Aufgaben:
a) Schreib aus der Filmbesprechung den Abschnitt von „Nach Rabiye Kurnaz‘“ bis „unaufgeklärten Skandal hält.“ Wort für Wort ab.
b) Beantworte diese Fragen zur Filmbesprechung kurz:
(i) In welchem Monat und Jahr übernimmt der Supreme Court das Verfahren?
(ii) Wo landet Murat im August 2006?
(iii) Wer spielt den Bremer Staatsanwalt Marc Stocker?
c) Erkläre anhand der Filmbesprechung, warum für Murat in Guantanamo nicht die amerikanische Gerichtsbarkeit gilt und wer stattdessen zuständig ist.

─── Textabschnitt ───

Bernhard Docke (Alexander Scheer) und Rabiye Kurnaz (Meltem Kaptan) nach Rabiyes Rede vor den Familien der Guantanamo-Gefangenen in Washington.

Und läuft immer wieder vor eine Wand der Bürokratie: Murat ist türkischer Staatsangehöriger, für ihn fühlen sich weder Deutschland noch die Türkei oder gar Kuba zuständig. Die amerikanische Gerichtsbarkeit gilt nicht für ein exterritoriales US-Gebiet wie Guantanamo, sondern ein vom Präsidenten Bush eingesetztes Militärtribunal. Der so junge wie besonnen-zurückhaltende Menschenrechtsanwalt Bernhard Docke (Alexander Scheer) kapituliert vor dem überbordenden Temperament des Muttertiers Rabiye und nimmt sich des aussichtslosen Falles an. Er kennt und schätzt den zuständigen Bremer Staatsanwalt Marc Stocker (Charly Hübner), aber es bedarf erst der Intervention eines vom prominenten US-Schauspieler Tim Williams, Special Guest dieser deutsch-französischen Produktion, unterstützten Komitees, bis die Medien aufmerksam werden und Akteneinsicht gewährt wird.

Nach Rabiye Kurnaz‘ flammendem Appell vor besagtem Komitee in einer Washingtoner Kirche kommt endlich Bewegung in das Verfahren, das im April 2004 vom Supreme Court übernommen wird. Es dauert bis August 2006, bis Murat in Ramstein landet – und mit seinem Äußeren, schulterlange Haare und Vollbart, von seinen Angehörigen erst gar nicht erkannt wird. Im Nachhinein stellt sich heraus, dass die rot-grüne Koalition das Verfahren aus politischen Gründen über viele Jahre verschleppt hat: Schon 2003 waren Beamte des Bundesnachrichtendienstes in Guantanamo und fanden keine Beweise gegen Murat. Andreas Dresen lässt am Ende dieser knapp zweistündigen emotionalen Achterbahnfahrt keinen Zweifel, dass er das Taktieren des Vizekanzlers und Außenministers Joschka Fischer für einen bis heute unaufgeklärten Skandal hält.

─── Listenauszug ───

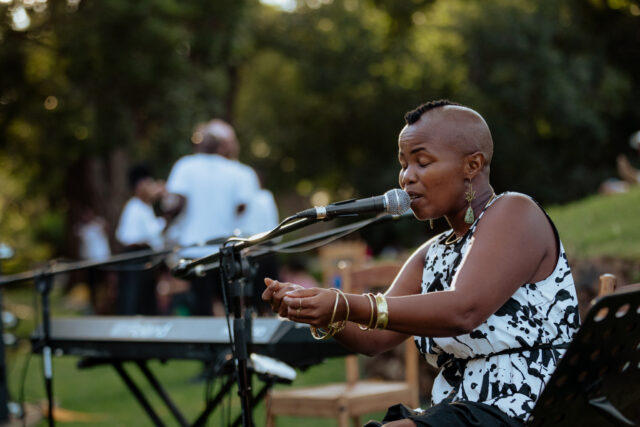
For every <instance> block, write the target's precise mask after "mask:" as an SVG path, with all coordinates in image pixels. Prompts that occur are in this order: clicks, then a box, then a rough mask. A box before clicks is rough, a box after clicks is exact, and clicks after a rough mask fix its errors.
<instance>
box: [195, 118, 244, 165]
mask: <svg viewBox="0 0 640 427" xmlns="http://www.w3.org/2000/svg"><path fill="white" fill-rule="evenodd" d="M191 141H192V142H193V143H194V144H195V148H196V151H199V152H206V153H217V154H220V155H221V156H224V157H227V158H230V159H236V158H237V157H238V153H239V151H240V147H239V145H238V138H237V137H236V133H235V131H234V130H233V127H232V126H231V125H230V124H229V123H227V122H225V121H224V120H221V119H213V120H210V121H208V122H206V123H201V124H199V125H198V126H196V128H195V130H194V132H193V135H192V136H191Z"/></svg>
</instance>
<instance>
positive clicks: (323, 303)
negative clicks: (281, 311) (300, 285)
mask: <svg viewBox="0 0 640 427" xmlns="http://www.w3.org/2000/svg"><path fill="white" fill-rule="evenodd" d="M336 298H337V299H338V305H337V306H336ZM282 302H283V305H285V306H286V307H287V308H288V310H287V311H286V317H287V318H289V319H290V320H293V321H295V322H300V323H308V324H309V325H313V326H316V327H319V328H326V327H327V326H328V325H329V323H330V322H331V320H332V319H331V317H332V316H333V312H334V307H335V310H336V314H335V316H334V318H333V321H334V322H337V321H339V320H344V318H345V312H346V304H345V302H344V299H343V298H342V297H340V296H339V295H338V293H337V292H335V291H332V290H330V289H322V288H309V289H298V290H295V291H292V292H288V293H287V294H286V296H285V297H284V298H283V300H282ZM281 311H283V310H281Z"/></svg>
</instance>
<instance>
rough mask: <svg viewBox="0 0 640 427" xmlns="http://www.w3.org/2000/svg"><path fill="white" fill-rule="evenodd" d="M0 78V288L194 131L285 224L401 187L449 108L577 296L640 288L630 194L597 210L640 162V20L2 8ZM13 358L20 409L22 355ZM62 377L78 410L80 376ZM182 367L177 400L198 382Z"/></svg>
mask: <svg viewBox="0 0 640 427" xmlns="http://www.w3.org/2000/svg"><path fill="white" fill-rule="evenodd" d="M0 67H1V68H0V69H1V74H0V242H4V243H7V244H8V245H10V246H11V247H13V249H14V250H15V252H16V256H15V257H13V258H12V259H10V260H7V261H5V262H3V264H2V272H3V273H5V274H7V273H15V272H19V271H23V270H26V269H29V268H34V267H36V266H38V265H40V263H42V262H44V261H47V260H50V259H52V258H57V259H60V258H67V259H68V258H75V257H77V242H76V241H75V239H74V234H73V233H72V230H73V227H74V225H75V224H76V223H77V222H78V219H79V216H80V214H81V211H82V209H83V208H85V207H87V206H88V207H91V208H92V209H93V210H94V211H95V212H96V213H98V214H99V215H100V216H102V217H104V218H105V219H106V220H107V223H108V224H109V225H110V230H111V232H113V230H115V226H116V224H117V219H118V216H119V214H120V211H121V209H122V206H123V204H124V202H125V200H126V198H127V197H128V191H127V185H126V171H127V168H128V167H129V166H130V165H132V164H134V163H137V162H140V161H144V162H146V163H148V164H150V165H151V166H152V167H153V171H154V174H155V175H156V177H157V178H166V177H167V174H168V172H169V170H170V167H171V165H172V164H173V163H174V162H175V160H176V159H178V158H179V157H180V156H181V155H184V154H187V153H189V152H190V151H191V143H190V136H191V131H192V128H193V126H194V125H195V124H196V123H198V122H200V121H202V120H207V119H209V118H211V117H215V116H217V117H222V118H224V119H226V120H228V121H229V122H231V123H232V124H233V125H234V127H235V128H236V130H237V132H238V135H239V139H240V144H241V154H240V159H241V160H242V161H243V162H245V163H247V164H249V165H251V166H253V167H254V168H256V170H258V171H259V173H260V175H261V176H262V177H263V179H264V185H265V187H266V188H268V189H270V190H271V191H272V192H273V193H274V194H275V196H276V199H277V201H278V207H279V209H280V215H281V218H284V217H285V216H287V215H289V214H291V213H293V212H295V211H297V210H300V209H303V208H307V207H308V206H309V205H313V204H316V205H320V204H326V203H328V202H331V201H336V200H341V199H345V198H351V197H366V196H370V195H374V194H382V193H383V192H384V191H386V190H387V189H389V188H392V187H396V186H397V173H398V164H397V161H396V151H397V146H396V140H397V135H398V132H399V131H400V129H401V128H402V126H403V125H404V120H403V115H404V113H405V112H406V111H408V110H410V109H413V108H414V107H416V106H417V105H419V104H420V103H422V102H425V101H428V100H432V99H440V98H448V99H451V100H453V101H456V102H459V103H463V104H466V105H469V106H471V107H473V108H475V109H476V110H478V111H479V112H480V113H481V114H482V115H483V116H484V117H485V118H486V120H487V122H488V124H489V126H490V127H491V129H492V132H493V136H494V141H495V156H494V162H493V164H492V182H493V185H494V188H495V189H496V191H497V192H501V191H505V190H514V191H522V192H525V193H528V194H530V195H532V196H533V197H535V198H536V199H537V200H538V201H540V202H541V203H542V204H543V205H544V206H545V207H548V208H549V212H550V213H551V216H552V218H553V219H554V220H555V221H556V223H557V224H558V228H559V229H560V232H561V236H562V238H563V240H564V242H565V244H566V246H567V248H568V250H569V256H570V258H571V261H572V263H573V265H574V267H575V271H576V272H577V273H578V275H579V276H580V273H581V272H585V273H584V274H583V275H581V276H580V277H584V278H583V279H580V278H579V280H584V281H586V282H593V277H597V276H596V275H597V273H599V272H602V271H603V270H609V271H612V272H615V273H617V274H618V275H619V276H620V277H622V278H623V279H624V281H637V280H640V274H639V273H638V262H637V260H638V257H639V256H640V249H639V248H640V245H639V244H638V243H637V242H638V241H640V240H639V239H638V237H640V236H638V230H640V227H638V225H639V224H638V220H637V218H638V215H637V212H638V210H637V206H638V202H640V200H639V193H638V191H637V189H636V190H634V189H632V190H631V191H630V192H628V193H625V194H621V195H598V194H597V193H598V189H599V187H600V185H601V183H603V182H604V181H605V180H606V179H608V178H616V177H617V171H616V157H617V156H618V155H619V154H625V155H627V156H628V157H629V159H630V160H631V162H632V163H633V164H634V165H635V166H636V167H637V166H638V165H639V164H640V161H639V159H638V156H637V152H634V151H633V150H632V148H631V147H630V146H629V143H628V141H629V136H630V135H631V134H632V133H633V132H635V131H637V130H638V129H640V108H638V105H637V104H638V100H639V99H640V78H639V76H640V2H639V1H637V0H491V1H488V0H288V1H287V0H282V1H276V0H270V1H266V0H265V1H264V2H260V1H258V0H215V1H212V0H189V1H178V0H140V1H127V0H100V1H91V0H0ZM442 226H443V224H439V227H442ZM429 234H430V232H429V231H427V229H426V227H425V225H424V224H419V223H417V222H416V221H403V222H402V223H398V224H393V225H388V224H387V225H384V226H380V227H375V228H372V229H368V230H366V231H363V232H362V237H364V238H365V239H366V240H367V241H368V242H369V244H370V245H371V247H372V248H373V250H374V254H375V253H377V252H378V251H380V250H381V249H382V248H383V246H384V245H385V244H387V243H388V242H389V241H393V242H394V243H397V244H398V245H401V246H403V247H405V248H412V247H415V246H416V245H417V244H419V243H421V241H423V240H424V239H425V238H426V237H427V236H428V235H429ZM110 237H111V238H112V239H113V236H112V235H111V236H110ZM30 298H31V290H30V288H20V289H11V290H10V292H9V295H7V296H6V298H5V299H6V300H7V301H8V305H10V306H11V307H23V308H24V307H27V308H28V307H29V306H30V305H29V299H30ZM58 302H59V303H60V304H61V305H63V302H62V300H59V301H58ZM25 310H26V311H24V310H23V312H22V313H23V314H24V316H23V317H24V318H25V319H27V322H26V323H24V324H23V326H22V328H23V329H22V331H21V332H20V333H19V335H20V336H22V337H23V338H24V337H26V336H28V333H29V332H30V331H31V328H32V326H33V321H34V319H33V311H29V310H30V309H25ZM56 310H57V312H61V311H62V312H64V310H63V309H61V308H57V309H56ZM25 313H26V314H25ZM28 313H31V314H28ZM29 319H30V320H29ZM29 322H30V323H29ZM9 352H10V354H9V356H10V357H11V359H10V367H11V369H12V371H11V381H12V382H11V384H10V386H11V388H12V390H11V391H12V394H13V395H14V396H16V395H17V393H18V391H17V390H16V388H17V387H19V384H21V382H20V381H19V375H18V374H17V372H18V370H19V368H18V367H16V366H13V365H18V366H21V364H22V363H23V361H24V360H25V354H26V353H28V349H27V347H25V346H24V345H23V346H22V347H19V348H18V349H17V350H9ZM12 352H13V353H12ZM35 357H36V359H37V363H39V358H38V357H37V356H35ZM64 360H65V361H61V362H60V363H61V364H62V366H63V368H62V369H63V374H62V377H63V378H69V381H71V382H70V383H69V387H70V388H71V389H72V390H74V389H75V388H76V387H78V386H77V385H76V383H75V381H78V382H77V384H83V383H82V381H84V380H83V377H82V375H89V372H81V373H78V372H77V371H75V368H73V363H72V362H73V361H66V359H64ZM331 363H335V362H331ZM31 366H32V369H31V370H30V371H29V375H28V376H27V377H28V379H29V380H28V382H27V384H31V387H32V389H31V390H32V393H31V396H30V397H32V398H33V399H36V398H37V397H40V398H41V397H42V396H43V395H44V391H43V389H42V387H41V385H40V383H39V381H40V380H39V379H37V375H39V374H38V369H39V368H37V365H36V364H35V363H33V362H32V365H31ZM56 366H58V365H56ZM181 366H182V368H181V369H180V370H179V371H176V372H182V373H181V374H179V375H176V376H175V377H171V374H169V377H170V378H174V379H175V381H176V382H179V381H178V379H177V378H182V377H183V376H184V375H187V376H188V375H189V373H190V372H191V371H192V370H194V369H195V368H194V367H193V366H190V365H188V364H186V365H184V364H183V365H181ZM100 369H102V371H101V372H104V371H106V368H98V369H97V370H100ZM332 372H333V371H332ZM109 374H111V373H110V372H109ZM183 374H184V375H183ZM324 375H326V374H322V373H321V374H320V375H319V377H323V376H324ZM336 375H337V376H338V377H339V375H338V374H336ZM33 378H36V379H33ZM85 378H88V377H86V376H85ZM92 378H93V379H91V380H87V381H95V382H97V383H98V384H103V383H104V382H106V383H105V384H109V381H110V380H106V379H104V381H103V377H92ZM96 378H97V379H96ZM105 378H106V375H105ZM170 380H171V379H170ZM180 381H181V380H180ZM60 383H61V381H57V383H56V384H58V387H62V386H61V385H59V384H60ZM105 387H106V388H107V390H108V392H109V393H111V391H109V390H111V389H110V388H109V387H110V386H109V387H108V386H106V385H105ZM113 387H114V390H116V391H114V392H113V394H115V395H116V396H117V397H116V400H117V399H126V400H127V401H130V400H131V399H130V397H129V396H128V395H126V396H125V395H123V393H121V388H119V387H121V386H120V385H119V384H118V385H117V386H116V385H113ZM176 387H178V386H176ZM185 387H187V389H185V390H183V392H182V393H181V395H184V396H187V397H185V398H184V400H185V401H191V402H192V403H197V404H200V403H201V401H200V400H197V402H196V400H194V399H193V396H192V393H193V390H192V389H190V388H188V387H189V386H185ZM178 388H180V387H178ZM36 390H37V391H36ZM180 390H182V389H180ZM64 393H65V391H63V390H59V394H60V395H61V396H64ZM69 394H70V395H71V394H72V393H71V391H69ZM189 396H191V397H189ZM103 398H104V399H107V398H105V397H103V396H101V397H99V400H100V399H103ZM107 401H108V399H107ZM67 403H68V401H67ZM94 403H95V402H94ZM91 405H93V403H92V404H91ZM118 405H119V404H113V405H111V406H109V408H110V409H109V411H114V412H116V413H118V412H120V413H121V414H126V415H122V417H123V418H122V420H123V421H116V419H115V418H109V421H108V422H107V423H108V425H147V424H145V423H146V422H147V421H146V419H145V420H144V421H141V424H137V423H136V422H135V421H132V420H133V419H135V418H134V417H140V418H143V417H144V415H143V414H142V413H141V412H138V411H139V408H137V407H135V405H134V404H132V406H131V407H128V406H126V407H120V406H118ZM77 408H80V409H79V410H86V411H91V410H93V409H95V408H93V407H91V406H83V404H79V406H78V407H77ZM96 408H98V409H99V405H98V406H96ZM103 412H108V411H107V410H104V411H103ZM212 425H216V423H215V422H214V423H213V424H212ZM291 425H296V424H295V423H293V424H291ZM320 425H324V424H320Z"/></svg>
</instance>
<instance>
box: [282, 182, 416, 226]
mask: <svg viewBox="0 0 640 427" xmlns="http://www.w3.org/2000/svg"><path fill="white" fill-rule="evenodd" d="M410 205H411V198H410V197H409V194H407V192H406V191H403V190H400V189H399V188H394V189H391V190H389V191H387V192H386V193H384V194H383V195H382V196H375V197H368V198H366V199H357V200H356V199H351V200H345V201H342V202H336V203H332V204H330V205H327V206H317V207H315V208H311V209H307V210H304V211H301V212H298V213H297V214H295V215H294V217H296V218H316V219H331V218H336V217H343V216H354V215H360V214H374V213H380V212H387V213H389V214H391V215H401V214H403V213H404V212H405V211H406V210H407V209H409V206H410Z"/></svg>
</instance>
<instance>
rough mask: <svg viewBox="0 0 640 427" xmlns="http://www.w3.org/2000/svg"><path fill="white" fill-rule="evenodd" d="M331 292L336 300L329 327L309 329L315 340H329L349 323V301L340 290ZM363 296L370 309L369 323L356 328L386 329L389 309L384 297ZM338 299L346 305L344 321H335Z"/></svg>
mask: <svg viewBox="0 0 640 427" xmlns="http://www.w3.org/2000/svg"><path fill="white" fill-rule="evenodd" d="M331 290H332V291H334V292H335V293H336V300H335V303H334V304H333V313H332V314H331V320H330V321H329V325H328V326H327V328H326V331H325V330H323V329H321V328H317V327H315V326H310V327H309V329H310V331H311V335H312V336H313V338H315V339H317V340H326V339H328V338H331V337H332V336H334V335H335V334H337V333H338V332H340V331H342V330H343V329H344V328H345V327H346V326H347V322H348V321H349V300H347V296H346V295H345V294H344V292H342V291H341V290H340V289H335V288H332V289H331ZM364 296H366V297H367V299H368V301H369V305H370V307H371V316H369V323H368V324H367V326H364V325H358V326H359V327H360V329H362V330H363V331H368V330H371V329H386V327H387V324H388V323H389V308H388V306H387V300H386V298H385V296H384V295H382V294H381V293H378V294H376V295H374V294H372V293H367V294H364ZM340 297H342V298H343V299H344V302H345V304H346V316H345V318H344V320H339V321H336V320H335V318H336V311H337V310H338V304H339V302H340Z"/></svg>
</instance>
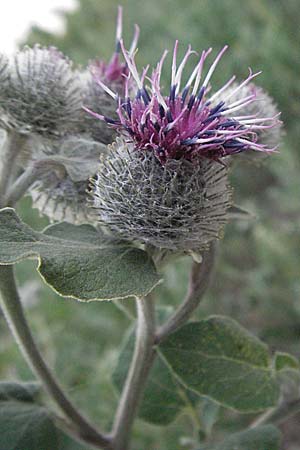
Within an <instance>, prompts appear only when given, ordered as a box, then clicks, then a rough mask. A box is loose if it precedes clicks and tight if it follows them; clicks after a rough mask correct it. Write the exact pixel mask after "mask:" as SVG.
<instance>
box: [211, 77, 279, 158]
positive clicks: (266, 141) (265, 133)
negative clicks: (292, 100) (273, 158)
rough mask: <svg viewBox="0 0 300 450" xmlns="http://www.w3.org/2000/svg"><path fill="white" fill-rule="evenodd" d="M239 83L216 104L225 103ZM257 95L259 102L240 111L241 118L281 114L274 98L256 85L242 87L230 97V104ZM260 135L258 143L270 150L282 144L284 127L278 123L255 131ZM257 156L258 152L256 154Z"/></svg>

───

Lösungen:
a)
Nach Rabiye Kurnaz‘ flammendem Appell vor besagtem Komitee in einer Washingtoner Kirche kommt endlich Bewegung in das Verfahren, das im April 2004 vom Supreme Court übernommen wird. Es dauert bis August 2006, bis Murat in Ramstein landet – und mit seinem Äußeren, schulterlange Haare und Vollbart, von seinen Angehörigen erst gar nicht erkannt wird. Im Nachhinein stellt sich heraus, dass die rot-grüne Koalition das Verfahren aus politischen Gründen über viele Jahre verschleppt hat: Schon 2003 waren Beamte des Bundesnachrichtendienstes in Guantanamo und fanden keine Beweise gegen Murat. Andreas Dresen lässt am Ende dieser knapp zweistündigen emotionalen Achterbahnfahrt keinen Zweifel, dass er das Taktieren des Vizekanzlers und Außenministers Joschka Fischer für einen bis heute unaufgeklärten Skandal hält.

b)
(i) Im April 2004.
(ii) In Ramstein.
(iii) Charly Hübner.

c) Guantanamo ist ein exterritoriales US-Gebiet, und dafür gilt die amerikanische Gerichtsbarkeit nicht. Zuständig ist dort stattdessen ein Militärtribunal, das Präsident Bush eingesetzt hat.